● **Testo di partenza**:

Un nuovo rapporto del Comitato del Senato USA sule Forze Armate sostiene di aver identificato “intrusioni cinesi” all’interno dei sistemi di infrastrutture vitali e contractor della Difesa statunitense. Un’accusa con la pistola scarica, visto che di prove concrete non se ne parla, ma sufficiente a evocare l’istituzione di nuove policy di risposta coordinata ai minacciosi hacker-di-stato asiatici.
Sono 20, in particolare, le intrusioni (o altro genere di cyber-eventi non meglio specificato) che il Comitato sostiene di aver scovato su un periodo di tempo di 12 mesi, e nove di queste intrusioni erano indirizzate ai network di altrettanti contractor della Difesa. Dietro i cyber-attacchi ci sono i militari cinesi, su questo il Senato del paese impelagato nel clamoroso scandalo del Datagate non sembra avere alcun dubbio, sebbene non venga fornita nemmeno l’ombra di una prova concreta a supporto della nuova accusa contro gli hacker d’oriente.

Dati per l'etichettatura dei contorni
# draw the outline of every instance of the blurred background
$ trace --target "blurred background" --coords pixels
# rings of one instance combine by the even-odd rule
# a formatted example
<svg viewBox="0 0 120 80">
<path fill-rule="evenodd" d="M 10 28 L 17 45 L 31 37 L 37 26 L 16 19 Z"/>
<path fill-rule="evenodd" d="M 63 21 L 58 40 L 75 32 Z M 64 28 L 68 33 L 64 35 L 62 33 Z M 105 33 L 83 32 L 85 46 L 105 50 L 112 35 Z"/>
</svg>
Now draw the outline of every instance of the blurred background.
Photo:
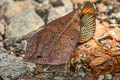
<svg viewBox="0 0 120 80">
<path fill-rule="evenodd" d="M 49 22 L 72 12 L 74 5 L 82 5 L 86 1 L 96 5 L 99 24 L 109 29 L 120 28 L 120 0 L 0 0 L 0 76 L 6 80 L 44 80 L 33 74 L 30 78 L 24 77 L 28 72 L 36 74 L 35 64 L 25 63 L 21 59 L 26 49 L 26 39 Z M 116 39 L 120 41 L 119 36 Z M 47 77 L 50 75 L 54 73 Z M 59 75 L 47 80 L 92 80 L 85 75 L 84 72 L 70 78 Z M 120 80 L 120 74 L 101 75 L 99 80 Z"/>
</svg>

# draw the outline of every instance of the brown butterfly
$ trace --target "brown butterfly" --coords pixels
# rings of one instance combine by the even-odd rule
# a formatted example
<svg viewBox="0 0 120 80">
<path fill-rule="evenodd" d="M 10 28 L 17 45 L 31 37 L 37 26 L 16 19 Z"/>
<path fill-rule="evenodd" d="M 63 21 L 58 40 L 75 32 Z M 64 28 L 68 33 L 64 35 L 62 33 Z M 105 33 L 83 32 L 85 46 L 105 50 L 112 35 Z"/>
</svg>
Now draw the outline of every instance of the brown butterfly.
<svg viewBox="0 0 120 80">
<path fill-rule="evenodd" d="M 91 39 L 94 31 L 95 9 L 86 2 L 81 12 L 76 9 L 29 38 L 25 59 L 38 64 L 67 63 L 76 44 Z"/>
</svg>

● **Compiti da svolgere**:
• a. Rispondi a queste domande sul testo sulle intrusioni cinesi:
(i) In quali sistemi il rapporto sostiene di aver identificato le intrusioni?
(ii) In quale arco di tempo il Comitato sostiene di aver scovato le 20 intrusioni?
(iii) Quante di queste intrusioni erano indirizzate ai network di contractor della Difesa?
• b. Trascrivi parola per parola tutto ciò che va da "Un nuovo rapporto" fino a "minacciosi hacker-di-stato asiatici." nel testo sulle intrusioni cinesi.
Le voci sono materiale a sé, distinto dal testo sulle intrusioni cinesi.

● **Soluzioni**:
• a.
(i) Nei sistemi di infrastrutture vitali e contractor della Difesa statunitense.
(ii) In un periodo di 12 mesi.
(iii) Nove.

• b.
Un nuovo rapporto del Comitato del Senato USA sule Forze Armate sostiene di aver identificato “intrusioni cinesi” all’interno dei sistemi di infrastrutture vitali e contractor della Difesa statunitense. Un’accusa con la pistola scarica, visto che di prove concrete non se ne parla, ma sufficiente a evocare l’istituzione di nuove policy di risposta coordinata ai minacciosi hacker-di-stato asiatici.